# Do this:
Print verbatim the lines of the entries from the one containing "the red and" to the last, inclusive, and no others.

◆ ◆ ◆ ◆ ◆ ◆ ◆

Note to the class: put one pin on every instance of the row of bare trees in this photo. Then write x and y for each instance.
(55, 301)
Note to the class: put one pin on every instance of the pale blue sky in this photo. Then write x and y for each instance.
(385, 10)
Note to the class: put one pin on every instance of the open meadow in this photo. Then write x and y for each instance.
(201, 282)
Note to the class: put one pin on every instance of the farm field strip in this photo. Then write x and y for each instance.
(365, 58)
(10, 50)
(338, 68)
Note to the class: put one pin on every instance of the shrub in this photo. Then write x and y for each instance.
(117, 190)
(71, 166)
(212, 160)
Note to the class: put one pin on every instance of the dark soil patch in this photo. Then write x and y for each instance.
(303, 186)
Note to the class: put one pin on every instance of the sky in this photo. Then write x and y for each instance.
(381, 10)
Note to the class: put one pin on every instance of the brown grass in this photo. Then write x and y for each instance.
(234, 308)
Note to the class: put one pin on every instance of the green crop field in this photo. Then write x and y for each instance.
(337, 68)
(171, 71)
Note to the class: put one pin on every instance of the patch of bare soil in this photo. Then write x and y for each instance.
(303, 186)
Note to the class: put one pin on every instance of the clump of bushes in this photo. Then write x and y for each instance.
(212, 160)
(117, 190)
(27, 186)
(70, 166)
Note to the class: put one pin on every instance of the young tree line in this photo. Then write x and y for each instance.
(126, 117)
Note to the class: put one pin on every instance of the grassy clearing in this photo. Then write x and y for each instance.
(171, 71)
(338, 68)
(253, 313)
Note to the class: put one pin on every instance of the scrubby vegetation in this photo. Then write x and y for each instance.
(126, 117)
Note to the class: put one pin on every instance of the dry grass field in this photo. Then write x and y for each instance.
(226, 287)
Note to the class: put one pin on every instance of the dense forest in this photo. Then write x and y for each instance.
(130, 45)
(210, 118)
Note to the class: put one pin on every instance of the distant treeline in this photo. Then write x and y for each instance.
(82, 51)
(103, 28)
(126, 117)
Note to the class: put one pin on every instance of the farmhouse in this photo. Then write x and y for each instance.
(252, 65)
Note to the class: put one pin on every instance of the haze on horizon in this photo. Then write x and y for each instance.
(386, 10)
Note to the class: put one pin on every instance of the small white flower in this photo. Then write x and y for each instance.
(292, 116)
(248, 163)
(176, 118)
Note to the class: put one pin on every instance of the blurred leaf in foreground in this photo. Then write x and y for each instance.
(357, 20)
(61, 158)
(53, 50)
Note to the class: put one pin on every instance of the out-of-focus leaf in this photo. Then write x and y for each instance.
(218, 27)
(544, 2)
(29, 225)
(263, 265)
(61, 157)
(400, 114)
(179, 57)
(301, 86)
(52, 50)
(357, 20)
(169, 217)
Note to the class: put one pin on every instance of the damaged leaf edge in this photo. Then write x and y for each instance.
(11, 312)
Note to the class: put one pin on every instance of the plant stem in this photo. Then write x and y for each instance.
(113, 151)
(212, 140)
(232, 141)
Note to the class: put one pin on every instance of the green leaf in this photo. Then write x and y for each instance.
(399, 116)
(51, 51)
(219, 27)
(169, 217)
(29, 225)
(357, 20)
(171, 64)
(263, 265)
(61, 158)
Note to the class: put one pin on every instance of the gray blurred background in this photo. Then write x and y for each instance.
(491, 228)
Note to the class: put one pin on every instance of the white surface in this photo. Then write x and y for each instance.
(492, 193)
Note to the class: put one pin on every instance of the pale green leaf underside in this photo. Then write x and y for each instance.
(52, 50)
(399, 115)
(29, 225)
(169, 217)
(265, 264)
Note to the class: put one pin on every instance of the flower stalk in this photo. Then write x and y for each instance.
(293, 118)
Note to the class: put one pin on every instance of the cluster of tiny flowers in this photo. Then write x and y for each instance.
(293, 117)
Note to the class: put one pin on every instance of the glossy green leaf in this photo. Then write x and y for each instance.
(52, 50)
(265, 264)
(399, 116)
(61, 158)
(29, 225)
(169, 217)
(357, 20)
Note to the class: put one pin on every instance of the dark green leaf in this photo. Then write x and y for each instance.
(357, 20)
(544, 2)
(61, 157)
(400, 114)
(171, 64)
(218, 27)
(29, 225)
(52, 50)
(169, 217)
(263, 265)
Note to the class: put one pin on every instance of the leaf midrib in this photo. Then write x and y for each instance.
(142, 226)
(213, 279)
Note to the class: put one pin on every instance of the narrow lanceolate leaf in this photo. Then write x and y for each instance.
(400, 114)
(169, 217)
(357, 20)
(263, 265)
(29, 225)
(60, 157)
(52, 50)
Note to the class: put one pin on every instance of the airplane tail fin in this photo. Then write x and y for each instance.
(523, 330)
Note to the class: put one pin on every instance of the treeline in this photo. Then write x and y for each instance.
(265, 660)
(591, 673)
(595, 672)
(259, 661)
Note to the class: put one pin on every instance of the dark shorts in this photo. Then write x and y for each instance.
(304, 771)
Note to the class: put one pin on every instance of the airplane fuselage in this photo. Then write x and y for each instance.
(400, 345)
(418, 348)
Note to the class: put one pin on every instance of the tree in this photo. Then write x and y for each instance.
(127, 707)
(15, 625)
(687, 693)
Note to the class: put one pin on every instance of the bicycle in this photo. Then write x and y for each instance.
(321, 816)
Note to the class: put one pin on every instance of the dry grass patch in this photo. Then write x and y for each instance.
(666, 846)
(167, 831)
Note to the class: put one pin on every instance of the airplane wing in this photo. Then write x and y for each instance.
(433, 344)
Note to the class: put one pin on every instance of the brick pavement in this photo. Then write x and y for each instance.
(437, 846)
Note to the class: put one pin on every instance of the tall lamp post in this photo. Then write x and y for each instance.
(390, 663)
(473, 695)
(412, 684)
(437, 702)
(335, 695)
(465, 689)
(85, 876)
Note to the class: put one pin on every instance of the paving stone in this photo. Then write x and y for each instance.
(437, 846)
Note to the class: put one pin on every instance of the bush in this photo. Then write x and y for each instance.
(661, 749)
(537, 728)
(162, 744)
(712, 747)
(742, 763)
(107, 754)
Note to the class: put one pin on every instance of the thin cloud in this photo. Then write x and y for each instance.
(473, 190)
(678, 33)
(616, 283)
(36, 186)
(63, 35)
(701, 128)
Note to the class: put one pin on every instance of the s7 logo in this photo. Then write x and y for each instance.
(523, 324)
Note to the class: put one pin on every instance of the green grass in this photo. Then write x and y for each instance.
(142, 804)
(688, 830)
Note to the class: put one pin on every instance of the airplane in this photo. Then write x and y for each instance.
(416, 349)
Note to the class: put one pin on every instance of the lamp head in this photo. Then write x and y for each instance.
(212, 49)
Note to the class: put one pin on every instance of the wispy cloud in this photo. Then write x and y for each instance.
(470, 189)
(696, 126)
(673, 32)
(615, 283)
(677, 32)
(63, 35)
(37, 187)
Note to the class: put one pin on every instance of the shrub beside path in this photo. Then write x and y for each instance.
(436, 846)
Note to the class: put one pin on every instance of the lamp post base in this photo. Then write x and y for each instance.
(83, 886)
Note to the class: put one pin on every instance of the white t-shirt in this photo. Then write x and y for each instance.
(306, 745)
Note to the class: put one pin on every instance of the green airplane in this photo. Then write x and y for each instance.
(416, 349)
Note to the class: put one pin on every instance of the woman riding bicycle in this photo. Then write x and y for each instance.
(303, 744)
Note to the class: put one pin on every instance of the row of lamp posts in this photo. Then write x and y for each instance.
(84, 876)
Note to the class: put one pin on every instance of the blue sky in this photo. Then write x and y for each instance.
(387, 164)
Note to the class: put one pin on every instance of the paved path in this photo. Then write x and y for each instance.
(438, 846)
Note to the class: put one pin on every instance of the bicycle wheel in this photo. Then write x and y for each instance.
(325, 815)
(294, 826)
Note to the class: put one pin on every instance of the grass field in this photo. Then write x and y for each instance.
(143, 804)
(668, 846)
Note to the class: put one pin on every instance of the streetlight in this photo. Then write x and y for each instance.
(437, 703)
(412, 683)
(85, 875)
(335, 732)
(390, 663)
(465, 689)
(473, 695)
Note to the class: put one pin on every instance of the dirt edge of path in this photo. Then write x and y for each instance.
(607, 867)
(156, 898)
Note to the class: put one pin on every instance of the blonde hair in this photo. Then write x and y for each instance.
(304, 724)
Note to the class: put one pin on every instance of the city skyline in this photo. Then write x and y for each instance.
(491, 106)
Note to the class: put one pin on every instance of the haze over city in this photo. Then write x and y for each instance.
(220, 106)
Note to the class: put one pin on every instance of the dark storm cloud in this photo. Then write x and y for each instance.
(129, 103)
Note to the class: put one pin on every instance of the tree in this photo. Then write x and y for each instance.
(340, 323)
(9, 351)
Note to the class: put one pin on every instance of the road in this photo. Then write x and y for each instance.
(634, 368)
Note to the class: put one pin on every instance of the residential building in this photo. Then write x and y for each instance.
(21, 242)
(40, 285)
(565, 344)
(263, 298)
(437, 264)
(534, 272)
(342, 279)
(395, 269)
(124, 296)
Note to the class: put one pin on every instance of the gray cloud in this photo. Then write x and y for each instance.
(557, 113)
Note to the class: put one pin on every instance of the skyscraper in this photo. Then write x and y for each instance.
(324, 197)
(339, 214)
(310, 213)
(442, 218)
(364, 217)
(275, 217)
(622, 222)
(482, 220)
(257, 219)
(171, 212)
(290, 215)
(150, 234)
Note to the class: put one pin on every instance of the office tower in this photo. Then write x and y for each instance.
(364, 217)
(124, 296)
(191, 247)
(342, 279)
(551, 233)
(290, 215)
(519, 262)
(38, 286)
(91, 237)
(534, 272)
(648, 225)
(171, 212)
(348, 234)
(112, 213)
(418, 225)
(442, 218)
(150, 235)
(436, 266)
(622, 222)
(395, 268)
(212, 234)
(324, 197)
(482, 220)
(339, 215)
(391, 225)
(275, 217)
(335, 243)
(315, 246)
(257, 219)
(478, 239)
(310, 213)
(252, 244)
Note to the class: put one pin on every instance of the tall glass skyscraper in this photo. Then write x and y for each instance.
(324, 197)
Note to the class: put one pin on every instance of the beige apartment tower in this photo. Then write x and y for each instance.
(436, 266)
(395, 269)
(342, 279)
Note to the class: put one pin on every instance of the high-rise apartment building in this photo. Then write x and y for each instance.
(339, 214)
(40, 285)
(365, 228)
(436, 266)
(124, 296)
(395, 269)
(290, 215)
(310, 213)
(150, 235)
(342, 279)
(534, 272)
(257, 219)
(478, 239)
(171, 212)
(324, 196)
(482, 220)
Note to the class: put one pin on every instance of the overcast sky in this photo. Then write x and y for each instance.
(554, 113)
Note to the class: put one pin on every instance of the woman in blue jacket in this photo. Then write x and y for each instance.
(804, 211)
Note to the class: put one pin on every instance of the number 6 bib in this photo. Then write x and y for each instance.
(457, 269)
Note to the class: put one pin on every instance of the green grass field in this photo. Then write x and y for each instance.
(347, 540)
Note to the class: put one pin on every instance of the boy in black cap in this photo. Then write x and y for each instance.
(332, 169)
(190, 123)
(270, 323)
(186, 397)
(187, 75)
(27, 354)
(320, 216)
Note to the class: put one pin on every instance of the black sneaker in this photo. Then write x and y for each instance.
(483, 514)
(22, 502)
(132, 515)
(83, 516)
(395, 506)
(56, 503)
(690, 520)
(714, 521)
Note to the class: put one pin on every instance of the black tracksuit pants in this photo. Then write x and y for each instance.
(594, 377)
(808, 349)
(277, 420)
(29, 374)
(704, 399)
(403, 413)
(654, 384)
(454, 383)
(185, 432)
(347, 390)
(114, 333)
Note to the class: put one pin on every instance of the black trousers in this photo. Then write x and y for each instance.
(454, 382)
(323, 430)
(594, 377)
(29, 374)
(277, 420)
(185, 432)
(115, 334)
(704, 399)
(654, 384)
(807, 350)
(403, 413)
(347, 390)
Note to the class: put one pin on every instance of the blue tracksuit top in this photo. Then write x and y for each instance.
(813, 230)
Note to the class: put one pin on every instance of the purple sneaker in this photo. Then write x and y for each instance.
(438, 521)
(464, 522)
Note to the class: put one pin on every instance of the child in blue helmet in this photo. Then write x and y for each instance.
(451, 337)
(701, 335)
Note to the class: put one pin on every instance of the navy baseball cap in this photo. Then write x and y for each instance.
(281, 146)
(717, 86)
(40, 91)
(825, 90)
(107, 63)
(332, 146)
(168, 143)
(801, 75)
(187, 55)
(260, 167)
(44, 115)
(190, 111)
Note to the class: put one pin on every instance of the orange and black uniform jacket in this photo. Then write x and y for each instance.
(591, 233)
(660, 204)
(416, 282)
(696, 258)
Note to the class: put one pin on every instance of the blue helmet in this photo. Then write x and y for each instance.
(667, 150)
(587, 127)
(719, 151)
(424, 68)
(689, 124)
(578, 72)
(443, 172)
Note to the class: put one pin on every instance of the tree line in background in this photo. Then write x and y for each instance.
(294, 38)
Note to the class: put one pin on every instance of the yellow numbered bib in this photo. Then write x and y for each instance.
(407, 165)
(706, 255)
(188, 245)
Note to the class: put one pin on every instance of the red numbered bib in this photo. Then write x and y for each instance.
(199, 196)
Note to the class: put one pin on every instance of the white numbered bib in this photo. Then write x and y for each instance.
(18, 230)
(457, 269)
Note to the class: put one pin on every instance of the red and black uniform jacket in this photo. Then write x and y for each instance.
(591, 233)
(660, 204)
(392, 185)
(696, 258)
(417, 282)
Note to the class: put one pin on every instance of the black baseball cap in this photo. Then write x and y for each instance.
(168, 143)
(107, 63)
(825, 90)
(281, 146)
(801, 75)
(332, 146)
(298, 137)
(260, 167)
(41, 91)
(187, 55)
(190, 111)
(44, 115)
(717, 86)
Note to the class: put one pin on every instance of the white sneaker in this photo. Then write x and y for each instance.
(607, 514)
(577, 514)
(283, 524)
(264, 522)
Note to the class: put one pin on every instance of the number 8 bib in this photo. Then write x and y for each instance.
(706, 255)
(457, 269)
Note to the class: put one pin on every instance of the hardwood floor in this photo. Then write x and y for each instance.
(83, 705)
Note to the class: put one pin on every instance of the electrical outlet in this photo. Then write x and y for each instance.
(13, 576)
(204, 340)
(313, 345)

◆ ◆ ◆ ◆ ◆ ◆ ◆

# Result for this task:
Note to the class: put one pin on every instance of the red and black uniform jacket in this photo. Then write x and y for each instance.
(591, 233)
(660, 204)
(392, 185)
(696, 258)
(417, 282)
Note to the class: put one pin on every instance of the black baseball cap in this photo. Then write x and y for each instance.
(168, 143)
(107, 63)
(825, 90)
(281, 146)
(801, 75)
(332, 146)
(298, 137)
(260, 167)
(41, 91)
(187, 55)
(190, 111)
(44, 115)
(717, 86)
Note to the class: put one pin on every instance of the white sneaker in this photo. Then write x and y for each instance.
(607, 514)
(577, 514)
(283, 524)
(264, 522)
Note to the class: put one pin on every instance of the number 8 bib in this photo. Then write x and y for each instance.
(706, 255)
(457, 269)
Note to the class: put one pin on every instance of the hardwood floor in this photo. Then write x and y for each instance.
(83, 705)
Note to the class: put one pin on every instance of the electrical outlet in this photo. Then write x and y for each instance.
(13, 576)
(204, 340)
(313, 345)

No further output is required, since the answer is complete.